━━━ Selected extract ━━━
Go Ahead, Eat Snow

Karen (aka birdbrain) hands me a shopping bagful of magazines every few months. National Geographic’s Adventure and Traveler magazines, Outside, Smithsonian and even the Rolling Stone. Many of these I’ve subscribed to in the past, but have let lapse.

January’s issue of Nat Geo Adventure has a short profile of Charles Horton who left his home in Steamboat Springs, Colorado, to go cross country skiing. He’d planned to be gone a few hours, but after breaking his leg, he was rescued nine days later. Charles had lost thirty pounds, his core temp hovered at 86 degrees Fahrenheit, and his rescuer said he’d never seen anyone to survive that many days. “He definitely knew what he was doing, “ said Sgt. Anthony Mazzola.

Charles, with his near death experience behind him, now advises others to: tell a friend where you’re going (and not someone who’s about to leave town for a week), accept your situation, be realistic, and work with what you’ve got. “I turned my dayback into a splint and crawled, dragging my leg behind me. It took me two hours to go a tenth of a mile. Finally, I found a dry spot under a tree with enough branches for fuel and a bed.”

I guess he’d also suggest keeping a sense of humor. “When the first medic arrived on day nine, she asked: “Are you Charles Horton?” Cotton-mouthed, I answered softly, “If I weren’t, would you leave me to go find him?”
━━━ Extracted information ━━━
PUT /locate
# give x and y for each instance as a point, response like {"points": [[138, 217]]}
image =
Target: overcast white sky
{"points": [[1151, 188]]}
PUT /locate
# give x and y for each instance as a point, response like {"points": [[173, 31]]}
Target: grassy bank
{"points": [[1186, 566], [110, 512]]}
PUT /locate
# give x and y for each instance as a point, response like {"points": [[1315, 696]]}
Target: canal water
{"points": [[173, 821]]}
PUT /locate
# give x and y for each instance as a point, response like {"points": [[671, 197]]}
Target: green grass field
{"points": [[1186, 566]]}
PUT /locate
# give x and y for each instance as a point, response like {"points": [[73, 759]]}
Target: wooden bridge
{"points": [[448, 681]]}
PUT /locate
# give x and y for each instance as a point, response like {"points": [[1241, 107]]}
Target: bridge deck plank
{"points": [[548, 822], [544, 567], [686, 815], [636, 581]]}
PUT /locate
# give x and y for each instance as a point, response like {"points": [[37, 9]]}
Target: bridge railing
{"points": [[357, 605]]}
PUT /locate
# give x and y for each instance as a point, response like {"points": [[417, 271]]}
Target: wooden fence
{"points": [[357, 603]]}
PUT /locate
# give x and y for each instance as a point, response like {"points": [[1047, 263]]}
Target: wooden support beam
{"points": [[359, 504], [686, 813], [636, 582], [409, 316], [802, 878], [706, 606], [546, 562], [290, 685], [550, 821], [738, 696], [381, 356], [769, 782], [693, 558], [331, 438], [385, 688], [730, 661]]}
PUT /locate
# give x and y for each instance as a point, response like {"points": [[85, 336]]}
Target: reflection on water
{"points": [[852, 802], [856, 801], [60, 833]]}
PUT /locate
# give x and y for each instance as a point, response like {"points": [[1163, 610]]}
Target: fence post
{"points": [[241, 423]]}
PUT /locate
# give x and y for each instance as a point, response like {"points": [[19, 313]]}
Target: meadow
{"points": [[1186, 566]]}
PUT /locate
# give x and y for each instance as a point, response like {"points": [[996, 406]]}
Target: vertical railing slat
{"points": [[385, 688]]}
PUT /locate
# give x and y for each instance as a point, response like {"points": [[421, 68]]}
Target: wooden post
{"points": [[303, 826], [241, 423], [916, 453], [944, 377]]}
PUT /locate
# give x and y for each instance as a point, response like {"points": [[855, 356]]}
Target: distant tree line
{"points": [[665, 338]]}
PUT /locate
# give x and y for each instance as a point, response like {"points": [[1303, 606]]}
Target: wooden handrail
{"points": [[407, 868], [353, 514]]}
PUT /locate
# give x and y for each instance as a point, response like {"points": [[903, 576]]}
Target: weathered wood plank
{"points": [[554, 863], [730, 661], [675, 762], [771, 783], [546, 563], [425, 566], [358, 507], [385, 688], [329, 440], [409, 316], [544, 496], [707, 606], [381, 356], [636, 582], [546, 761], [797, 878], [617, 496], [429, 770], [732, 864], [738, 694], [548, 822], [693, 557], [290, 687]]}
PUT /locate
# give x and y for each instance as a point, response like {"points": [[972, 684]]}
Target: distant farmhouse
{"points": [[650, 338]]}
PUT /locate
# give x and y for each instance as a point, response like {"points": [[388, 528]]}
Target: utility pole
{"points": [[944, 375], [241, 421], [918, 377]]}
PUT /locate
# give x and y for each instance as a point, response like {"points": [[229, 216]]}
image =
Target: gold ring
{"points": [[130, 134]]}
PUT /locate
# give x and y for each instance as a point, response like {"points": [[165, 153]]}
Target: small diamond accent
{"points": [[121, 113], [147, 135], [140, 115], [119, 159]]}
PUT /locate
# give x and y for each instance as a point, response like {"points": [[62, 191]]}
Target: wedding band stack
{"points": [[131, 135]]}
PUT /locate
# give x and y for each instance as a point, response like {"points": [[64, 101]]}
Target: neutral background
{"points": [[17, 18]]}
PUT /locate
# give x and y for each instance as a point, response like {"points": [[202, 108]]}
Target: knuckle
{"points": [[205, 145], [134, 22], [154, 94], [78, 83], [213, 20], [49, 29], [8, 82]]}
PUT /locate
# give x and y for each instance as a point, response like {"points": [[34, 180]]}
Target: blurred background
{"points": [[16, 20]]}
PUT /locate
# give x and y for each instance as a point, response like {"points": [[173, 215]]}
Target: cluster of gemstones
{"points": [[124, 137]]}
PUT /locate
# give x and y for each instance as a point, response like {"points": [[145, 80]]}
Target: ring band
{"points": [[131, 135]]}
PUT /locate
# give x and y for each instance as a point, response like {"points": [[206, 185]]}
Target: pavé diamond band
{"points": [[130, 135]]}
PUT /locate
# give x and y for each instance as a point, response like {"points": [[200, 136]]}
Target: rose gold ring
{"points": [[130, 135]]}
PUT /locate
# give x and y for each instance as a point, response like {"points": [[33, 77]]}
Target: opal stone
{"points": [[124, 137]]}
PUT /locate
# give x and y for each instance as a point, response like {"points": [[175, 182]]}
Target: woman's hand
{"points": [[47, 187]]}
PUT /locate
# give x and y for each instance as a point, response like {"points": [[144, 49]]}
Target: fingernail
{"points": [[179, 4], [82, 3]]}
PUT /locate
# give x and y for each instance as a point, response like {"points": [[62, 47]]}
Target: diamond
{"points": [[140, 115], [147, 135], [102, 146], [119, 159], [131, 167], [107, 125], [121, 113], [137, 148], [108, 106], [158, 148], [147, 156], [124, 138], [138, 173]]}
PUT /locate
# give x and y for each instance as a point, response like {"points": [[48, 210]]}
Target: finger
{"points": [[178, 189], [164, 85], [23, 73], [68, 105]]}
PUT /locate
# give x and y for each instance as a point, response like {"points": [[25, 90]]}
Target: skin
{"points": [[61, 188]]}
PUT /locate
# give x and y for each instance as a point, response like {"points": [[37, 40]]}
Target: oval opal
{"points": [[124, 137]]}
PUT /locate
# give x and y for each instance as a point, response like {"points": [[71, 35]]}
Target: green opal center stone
━━━
Questions:
• 1. Say whether each statement agrees with the post about Charles Horton. Answer yes or no for each, and quote the text's deciding words exactly.
(a) Horton planned to be out skiing for several days.
(b) Horton found a dry spot under a tree with branches for fuel and a bed.
(c) Horton was rescued five days after breaking his leg.
• 2. Retype the stretch of the post about Charles Horton from "Karen (aka birdbrain)" through "have let lapse.".

Answers in order:
• 1.
(a) No: "He’d planned to be gone a few hours"
(b) Yes: "Finally, I found a dry spot under a tree with enough branches for fuel and a bed."
(c) No: "after breaking his leg, he was rescued nine days later"

• 2.
Karen (aka birdbrain) hands me a shopping bagful of magazines every few months. National Geographic’s Adventure and Traveler magazines, Outside, Smithsonian and even the Rolling Stone. Many of these I’ve subscribed to in the past, but have let lapse.